=== TEXT TO READ ===
Photos: Kevin Miklossy
The menacingly flared and arched exterior is pure alpine white, which on this car makes it as sinful as a “little white lie” that leads to Armageddon. The interior is swept with Fox Red Novillo Leather, the colour of mad illicit flings and blackmail. The roof is composed of carbon-reinforced plastic. The hood of aluminum with a power bulge. And, there is a button marked M, likely standing for “Mein Gott!” as it unleashes 414-horsepower and 295 pound-feet of torque from a rev-addicted normally aspirated 4.0-liter V8. We are of course speaking of the BMW M3.
For those who are looking at the numerology of sin, two other figures to set the heart racing; 0 to 100kph/60mph in 4.6 seconds in the real world; 8300-rpm redline. Yet, those numbers hardly tell the story; this one phrase does, “Should the entire garage smell like burning rubber?”
For the record this is not something to tweet while standing in the underground parking lot of the Sun Peaks’ Delta hotel, when the head of BMW Canada Marketing is one of your followers. But, how could we not engage the M3 fully on a run to the Autumn Bounty, a harvest festival celebrating local cultivated and raised foods.
Really though, that is just an excuse to toast a rousing drive with an appetizer of screaming fast ascent of the Coquihalla, a main course of some of the best curves to cut across a province with the 5A, and a dessert of shredding ski-mountain hairpins to Sun Peaks itself.
That latter part had to be repeated multiple times, because sometimes a good dessert is just a little bit too small.
So seconds, thirds, fourths… Let’s not get carried away into gluttony, because there’s always leftovers the next day too.

=== STATED EXERCISE 1 ===
Count the lines in the entries below that contain the string "ceiling", treating case as significant. Give only the number.

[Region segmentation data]
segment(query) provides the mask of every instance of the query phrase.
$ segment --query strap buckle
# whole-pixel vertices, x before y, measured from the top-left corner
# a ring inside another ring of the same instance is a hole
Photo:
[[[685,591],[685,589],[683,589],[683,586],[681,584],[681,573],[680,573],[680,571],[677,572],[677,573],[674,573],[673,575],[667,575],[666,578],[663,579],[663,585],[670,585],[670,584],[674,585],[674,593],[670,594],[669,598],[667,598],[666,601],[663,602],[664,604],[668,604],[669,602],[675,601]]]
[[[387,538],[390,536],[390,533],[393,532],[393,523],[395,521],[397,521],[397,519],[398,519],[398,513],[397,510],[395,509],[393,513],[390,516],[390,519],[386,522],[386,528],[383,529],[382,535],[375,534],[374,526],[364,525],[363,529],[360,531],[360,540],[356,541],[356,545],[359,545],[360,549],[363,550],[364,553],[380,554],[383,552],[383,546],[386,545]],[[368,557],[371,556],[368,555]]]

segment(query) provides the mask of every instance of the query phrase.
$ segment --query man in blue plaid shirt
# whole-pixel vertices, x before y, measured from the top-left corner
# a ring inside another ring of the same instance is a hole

--

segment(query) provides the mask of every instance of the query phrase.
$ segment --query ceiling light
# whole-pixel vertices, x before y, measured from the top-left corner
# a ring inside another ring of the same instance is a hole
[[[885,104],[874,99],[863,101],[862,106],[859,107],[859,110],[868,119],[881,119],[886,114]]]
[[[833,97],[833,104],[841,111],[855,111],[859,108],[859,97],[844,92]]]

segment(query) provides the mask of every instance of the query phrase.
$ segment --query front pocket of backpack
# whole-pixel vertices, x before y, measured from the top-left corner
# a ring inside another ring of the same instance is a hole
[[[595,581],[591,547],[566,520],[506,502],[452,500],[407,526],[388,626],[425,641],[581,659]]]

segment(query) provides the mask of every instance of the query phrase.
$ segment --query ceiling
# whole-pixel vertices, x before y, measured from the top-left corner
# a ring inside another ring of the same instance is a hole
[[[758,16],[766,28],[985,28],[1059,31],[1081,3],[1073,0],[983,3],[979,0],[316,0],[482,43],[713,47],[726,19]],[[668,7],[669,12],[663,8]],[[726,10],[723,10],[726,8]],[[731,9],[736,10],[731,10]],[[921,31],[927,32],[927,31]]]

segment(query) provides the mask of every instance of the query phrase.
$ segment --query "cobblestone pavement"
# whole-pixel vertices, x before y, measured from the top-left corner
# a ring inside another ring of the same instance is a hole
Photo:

---

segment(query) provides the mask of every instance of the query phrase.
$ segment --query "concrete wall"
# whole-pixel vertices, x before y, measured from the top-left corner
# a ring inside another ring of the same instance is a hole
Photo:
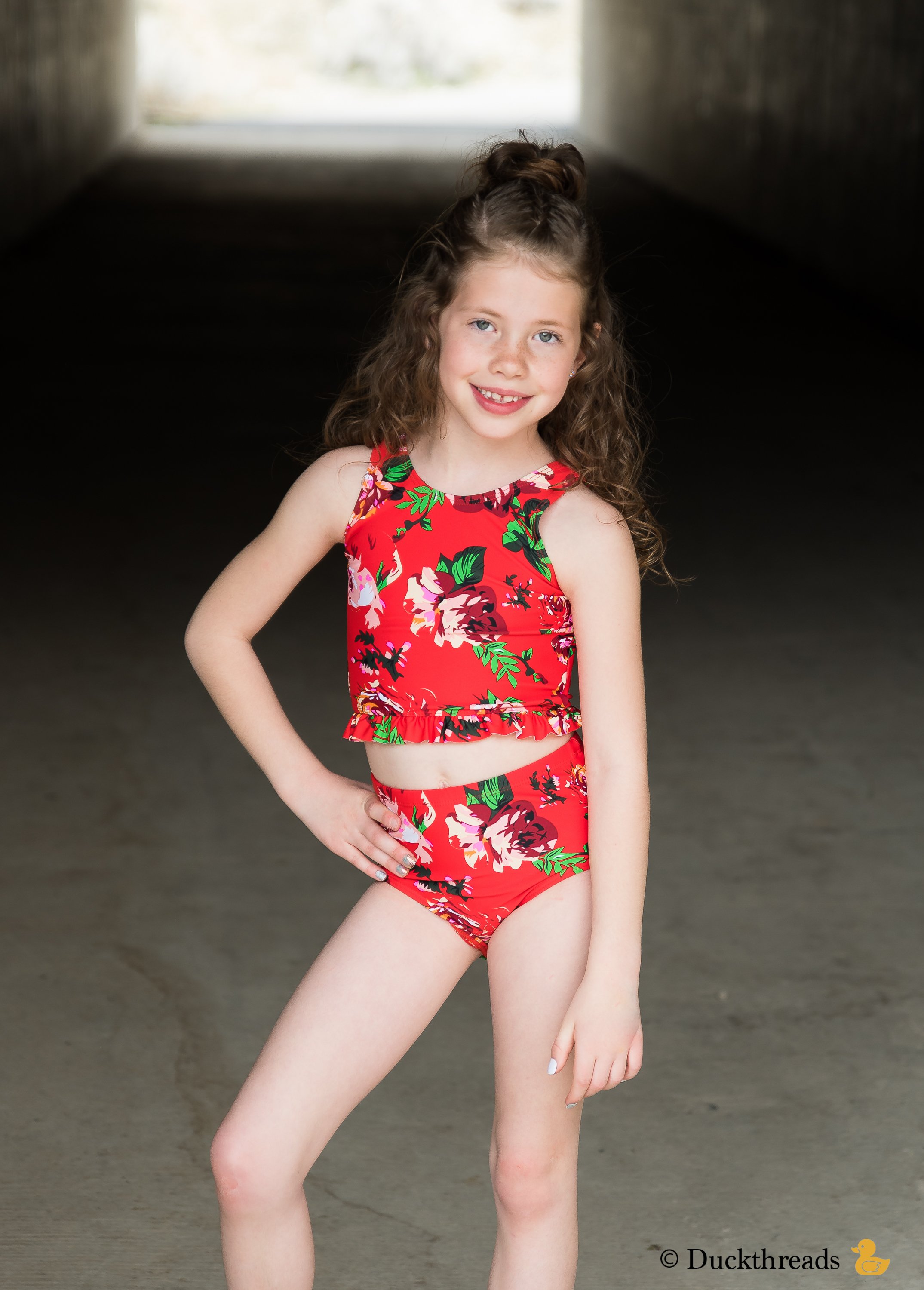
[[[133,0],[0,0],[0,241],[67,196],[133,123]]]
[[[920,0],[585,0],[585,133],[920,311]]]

=== STATED EXERCISE 2 ===
Reproduce the passage of the BMW M3 review from "For the record" to "Sun Peaks itself." word for word.

=== WRITTEN REPLY 1 ===
2

=== WRITTEN REPLY 2 ===
For the record this is not something to tweet while standing in the underground parking lot of the Sun Peaks’ Delta hotel, when the head of BMW Canada Marketing is one of your followers. But, how could we not engage the M3 fully on a run to the Autumn Bounty, a harvest festival celebrating local cultivated and raised foods.
Really though, that is just an excuse to toast a rousing drive with an appetizer of screaming fast ascent of the Coquihalla, a main course of some of the best curves to cut across a province with the 5A, and a dessert of shredding ski-mountain hairpins to Sun Peaks itself.